Dataset entries

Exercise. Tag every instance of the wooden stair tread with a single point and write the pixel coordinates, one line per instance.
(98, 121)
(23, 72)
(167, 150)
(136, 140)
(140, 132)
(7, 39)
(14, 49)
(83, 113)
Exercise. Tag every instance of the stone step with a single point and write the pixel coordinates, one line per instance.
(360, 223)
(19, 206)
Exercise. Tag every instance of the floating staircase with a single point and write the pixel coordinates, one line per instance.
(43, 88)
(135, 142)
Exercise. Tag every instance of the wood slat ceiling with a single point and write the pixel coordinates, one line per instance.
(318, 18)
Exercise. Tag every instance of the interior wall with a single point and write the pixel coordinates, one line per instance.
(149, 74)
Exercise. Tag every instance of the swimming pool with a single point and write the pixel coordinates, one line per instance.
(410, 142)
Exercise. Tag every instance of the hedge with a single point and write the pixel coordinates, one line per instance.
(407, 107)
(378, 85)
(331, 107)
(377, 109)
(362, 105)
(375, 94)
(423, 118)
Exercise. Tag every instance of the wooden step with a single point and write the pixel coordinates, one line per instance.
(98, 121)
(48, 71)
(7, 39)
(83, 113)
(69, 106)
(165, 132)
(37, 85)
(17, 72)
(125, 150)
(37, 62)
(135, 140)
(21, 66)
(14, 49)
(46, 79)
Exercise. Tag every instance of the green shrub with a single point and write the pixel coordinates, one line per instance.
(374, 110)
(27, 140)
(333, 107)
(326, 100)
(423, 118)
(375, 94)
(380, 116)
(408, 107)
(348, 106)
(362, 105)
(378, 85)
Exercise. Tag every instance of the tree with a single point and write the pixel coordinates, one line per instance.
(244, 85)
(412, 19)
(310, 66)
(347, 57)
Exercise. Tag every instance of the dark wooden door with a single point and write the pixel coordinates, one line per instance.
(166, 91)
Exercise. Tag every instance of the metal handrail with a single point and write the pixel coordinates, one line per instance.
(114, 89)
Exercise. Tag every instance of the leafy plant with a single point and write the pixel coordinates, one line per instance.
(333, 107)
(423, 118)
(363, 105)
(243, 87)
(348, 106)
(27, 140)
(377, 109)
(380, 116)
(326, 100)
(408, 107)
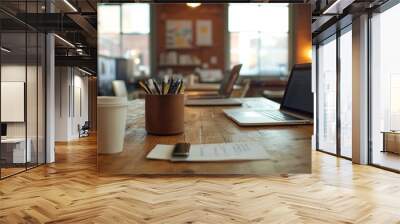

Task directions
Set out every line of the items above as a numbered list, skipping any blank lines and leaving out the picture.

Solution to the problem
1. Exercise. Tag every instance of the wooden stair tread with a single point and write the pixel coordinates, one line per instance.
2. (98, 121)
3. (23, 72)
4. (167, 150)
5. (136, 140)
6. (140, 132)
7. (7, 39)
8. (14, 49)
9. (83, 113)
10. Exercise. Tag every instance of the stone step with a single point and write the pixel coordinates, one line per instance.
11. (360, 223)
12. (19, 206)
13. Exercise. Tag every instance of the floating staircase with a single point and write the pixel coordinates, one line per instance.
14. (43, 88)
15. (135, 142)
16. Exercise. Tag every instance of the wood slat ceiling with a single point and write the pixel coordinates, one line per instance.
17. (318, 18)
18. Exercise. Tag every instance of the interior wall with a single point and write the pixel coordinates, one line per instance.
19. (149, 74)
20. Exercise. Tag every instance of the swimming pool with a single point and write the pixel coordinates, one line per instance.
21. (410, 142)
22. Exercise. Tag every instance of the hedge with a single point and write the pixel coordinates, one line per instance.
23. (407, 107)
24. (378, 85)
25. (331, 107)
26. (377, 109)
27. (362, 105)
28. (375, 94)
29. (423, 118)
30. Exercise. Tag every instance of the wooden step with a single point and write the pixel coordinates, one line per instance.
31. (98, 121)
32. (48, 71)
33. (7, 39)
34. (83, 113)
35. (69, 106)
36. (165, 132)
37. (37, 85)
38. (17, 72)
39. (125, 150)
40. (37, 62)
41. (135, 140)
42. (21, 66)
43. (14, 49)
44. (46, 79)
45. Exercise. Tag every instance of the green shrub with a single point and write the pixel coordinates, one line per instance.
46. (374, 110)
47. (27, 140)
48. (333, 107)
49. (326, 100)
50. (423, 118)
51. (375, 94)
52. (380, 116)
53. (408, 107)
54. (348, 106)
55. (362, 105)
56. (378, 85)
57. Exercise. Tag every instance of the tree with a single point and write the pixel coordinates, one line per instance.
58. (244, 85)
59. (412, 19)
60. (310, 66)
61. (347, 57)
62. Exercise. Tag every instance of the dark wooden door with a single point and write the pixel coordinates, one line per instance.
63. (166, 91)
64. Exercise. Tag every instance of the metal handrail with a single point and write the pixel coordinates, one line per instance.
65. (114, 89)
66. Exercise. Tag every instance of the leafy plant with a single point and write the pixel coordinates, one line per instance.
67. (333, 107)
68. (423, 118)
69. (363, 105)
70. (243, 87)
71. (348, 106)
72. (27, 140)
73. (377, 109)
74. (380, 116)
75. (326, 100)
76. (408, 107)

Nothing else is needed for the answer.